--- EXERCISE TEXT ---
It is thought that these crosses of rushes or Celtic diamonds were made during the pagan Imbolc festivals and were later adopted by Christian missionaries who adopted a Christian meaning for them. According to one folklore, Brigid collected some rushes and wove them into a cross while a pagan chieftain heard the story of the crucifixion of Jesus and converted. In another folktale, Brigid wove a cross to neutralise a poisoned drink that had been given to her. Yet the symbol of the cross has a deep meaning regarding the cycles of the sun as it moves along the ecliptic, experiencing its death and 'rebirth' at each Solstice when it reaches its zenith and changes direction. This 'cardinal cross' represents the start of the four seasons as the sun moves along the ecliptic and the cross of the cross-quarter days represents the midway points. The astrological symbol of the earth is even a cross (🜨.)
--- RECORD EXTRACTS ---
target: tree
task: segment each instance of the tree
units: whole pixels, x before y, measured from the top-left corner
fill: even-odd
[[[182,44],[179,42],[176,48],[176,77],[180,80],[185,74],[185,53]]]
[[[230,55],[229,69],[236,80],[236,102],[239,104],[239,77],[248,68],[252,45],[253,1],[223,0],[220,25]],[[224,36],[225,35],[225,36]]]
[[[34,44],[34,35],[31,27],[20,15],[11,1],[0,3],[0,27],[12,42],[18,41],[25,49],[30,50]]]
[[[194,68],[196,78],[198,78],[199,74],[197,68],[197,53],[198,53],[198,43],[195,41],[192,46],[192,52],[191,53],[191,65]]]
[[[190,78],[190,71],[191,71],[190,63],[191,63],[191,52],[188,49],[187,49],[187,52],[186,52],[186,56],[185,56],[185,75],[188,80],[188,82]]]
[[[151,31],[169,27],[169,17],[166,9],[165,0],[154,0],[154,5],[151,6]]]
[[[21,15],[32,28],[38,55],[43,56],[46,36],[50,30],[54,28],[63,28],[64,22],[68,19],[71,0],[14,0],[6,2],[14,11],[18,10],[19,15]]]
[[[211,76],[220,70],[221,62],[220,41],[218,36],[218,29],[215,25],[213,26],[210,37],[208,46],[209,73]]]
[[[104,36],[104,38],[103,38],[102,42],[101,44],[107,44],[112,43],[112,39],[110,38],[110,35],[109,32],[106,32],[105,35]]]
---
◆ **TASK DIRECTIONS**
Turn the paragraph of the Brigid's cross text that opens "It is thought that these crosses" into a short bulleted list that keeps its main facts. The data is unrelated to the Brigid's cross text.

◆ **ANSWER SPACE**
- Rush crosses, or Celtic diamonds, are thought to have been made during pagan Imbolc festivals and later adopted by Christian missionaries, who gave them a Christian meaning.
- In one folk story, Brigid wove rushes into a cross as a pagan chieftain heard the story of Jesus' crucifixion and converted.
- In another folktale, she wove a cross to neutralize a poisoned drink given to her.
- The cross also reflects the sun's cycles along the ecliptic, with its "death" and "rebirth" at each Solstice, when it reaches its zenith and changes direction.
- The "cardinal cross" marks the start of the four seasons, and the cross of the cross-quarter days marks the midway points.
- The astrological symbol of the earth is a cross (🜨).